### Problem
Print exactly the lines from the one containing "Spot the flower" through the last line of the listing, both included.

Stored data

▬▬▬▬▬▬

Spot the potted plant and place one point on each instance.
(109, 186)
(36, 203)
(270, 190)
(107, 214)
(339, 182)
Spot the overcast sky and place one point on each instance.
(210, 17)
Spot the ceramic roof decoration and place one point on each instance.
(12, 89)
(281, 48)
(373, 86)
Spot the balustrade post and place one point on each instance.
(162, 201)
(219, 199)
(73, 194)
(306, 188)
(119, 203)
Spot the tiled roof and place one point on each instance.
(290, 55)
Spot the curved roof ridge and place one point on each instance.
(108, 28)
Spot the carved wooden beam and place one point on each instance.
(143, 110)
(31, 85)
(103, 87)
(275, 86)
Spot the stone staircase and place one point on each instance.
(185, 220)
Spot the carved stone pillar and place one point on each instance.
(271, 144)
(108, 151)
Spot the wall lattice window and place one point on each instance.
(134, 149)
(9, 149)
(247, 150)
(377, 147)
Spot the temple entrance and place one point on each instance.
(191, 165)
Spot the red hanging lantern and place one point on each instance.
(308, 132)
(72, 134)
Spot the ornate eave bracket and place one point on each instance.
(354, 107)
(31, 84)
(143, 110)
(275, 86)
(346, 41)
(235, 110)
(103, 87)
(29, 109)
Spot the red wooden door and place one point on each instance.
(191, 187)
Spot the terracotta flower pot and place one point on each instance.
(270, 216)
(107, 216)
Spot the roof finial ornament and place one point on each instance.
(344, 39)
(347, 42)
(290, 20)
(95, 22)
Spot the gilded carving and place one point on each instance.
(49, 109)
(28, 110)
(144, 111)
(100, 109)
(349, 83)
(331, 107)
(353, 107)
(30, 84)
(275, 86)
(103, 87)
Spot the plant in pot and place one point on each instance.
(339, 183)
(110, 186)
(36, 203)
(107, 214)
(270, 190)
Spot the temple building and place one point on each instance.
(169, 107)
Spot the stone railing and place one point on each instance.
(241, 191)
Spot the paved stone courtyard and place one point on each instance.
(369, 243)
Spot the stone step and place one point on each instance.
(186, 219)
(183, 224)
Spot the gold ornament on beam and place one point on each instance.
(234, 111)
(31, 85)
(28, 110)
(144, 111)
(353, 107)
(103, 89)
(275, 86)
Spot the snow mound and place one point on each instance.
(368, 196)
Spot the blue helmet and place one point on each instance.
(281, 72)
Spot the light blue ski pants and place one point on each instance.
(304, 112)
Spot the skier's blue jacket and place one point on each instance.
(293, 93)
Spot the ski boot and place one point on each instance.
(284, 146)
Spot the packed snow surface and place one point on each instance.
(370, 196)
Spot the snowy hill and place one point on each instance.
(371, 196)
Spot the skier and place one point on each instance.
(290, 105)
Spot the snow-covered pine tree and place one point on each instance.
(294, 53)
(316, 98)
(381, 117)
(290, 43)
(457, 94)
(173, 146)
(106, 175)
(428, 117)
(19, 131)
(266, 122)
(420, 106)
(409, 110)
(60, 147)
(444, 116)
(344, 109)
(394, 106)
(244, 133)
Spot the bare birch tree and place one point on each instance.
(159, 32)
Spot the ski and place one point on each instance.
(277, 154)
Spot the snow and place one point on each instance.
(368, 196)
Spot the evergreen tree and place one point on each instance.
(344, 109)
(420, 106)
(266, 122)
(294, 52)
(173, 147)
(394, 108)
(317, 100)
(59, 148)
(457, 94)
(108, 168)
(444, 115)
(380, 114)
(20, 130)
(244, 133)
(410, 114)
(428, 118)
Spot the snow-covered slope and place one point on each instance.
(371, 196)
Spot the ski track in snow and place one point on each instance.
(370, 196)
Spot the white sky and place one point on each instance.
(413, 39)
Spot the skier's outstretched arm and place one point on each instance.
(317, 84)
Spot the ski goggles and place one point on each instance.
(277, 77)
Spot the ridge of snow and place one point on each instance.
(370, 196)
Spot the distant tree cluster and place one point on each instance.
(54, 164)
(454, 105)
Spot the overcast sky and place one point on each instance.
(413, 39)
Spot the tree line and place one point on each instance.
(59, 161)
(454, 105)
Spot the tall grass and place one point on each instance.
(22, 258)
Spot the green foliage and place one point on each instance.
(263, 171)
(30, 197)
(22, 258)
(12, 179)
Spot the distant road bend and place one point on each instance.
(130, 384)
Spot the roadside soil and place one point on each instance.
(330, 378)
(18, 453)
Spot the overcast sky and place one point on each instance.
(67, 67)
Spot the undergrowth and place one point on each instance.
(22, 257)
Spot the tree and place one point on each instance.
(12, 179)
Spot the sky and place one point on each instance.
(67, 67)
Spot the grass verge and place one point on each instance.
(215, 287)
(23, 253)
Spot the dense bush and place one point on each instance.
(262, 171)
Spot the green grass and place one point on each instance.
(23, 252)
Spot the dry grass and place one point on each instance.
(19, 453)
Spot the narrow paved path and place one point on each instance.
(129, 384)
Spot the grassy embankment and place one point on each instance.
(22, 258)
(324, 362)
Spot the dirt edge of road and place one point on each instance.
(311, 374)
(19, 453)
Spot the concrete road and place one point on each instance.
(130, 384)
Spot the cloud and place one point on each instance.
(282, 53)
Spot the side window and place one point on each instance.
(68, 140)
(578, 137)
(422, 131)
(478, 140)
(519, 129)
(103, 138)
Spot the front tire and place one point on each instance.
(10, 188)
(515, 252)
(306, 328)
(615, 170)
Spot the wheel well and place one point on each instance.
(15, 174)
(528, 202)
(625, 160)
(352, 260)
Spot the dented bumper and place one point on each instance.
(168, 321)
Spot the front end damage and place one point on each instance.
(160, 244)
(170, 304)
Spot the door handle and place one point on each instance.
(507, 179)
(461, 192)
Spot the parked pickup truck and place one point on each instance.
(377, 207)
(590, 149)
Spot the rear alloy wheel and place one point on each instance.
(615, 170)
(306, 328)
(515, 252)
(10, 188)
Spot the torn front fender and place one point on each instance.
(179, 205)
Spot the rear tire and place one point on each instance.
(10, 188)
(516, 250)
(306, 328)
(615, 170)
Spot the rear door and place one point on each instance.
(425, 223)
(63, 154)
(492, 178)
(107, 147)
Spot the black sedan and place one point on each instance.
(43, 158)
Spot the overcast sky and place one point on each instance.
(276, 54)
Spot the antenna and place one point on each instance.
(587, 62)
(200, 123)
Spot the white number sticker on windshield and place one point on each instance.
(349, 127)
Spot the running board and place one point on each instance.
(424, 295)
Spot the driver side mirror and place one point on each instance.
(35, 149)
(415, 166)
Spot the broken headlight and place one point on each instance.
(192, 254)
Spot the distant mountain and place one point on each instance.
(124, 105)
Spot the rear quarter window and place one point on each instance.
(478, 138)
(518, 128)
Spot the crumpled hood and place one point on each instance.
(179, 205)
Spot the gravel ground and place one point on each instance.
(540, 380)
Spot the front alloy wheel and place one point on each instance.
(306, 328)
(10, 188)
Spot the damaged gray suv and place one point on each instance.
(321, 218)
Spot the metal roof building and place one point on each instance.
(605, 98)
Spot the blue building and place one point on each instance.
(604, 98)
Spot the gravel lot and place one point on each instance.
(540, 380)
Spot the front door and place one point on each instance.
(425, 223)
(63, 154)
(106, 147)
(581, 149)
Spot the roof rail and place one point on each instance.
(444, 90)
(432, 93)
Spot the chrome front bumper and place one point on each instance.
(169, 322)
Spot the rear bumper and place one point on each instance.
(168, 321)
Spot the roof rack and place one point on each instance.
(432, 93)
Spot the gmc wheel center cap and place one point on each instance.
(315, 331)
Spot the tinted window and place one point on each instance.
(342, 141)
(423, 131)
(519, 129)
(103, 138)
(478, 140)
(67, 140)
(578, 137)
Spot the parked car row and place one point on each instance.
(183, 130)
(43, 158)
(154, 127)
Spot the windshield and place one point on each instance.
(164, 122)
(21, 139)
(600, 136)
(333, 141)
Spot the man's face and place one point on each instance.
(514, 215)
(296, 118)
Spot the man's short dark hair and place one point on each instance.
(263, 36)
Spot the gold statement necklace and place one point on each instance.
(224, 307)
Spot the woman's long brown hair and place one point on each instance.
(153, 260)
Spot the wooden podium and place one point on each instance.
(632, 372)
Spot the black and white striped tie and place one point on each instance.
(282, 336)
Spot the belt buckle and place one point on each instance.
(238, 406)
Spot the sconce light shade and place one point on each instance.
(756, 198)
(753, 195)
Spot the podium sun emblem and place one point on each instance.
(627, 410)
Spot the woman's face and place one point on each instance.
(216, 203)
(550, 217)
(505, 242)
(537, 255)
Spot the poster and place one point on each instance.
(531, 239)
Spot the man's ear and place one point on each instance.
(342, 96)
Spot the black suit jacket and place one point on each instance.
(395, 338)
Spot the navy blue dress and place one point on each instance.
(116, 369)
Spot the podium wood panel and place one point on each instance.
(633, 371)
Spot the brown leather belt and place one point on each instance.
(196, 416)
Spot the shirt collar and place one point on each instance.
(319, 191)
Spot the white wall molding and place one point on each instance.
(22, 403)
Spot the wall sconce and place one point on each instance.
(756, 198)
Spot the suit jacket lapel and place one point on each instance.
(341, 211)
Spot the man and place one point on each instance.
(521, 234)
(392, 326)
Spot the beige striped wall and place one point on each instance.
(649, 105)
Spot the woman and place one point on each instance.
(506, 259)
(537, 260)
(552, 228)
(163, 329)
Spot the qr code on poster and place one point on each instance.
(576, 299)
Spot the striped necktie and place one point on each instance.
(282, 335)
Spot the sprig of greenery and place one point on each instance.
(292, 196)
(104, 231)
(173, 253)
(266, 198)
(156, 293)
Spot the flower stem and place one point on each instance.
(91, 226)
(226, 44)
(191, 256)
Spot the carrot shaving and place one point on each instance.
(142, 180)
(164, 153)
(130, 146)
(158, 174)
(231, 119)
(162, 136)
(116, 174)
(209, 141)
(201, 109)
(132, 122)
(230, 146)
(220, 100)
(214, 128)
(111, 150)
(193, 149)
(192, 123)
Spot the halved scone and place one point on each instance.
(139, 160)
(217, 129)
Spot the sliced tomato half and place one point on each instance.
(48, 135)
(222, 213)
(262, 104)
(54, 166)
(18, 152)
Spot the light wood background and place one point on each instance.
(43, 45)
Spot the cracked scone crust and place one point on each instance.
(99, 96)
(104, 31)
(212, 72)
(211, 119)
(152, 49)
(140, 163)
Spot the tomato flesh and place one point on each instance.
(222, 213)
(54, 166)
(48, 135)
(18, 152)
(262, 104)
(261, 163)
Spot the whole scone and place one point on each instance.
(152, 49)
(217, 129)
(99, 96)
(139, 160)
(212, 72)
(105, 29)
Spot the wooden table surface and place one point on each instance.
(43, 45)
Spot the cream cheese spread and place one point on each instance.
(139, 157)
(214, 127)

▬▬▬▬▬▬

### Complete output
Spot the flower stem and place one point on each instance.
(91, 226)
(226, 44)
(191, 256)
Spot the carrot shaving and place one point on each instance.
(142, 180)
(164, 153)
(130, 146)
(158, 174)
(231, 119)
(162, 136)
(116, 174)
(209, 141)
(201, 109)
(132, 122)
(230, 146)
(220, 100)
(214, 128)
(111, 150)
(193, 149)
(192, 123)
Spot the halved scone and place one point on each instance.
(139, 160)
(217, 129)
Spot the sliced tomato half and place one point on each instance.
(48, 135)
(222, 213)
(262, 104)
(54, 166)
(18, 152)
Spot the light wood background and place one point on each instance.
(43, 45)
Spot the cracked scone crust and place one point on each instance.
(99, 96)
(104, 31)
(212, 72)
(211, 119)
(152, 49)
(140, 163)
Spot the tomato flesh and place one point on each instance.
(222, 213)
(54, 166)
(48, 135)
(18, 152)
(262, 104)
(261, 163)
Spot the whole scone and place one point on each instance.
(152, 49)
(217, 129)
(99, 96)
(139, 160)
(212, 72)
(105, 29)
Spot the wooden table surface and place one point on each instance.
(43, 45)
Spot the cream cheese spread and place one point on each instance.
(139, 157)
(214, 127)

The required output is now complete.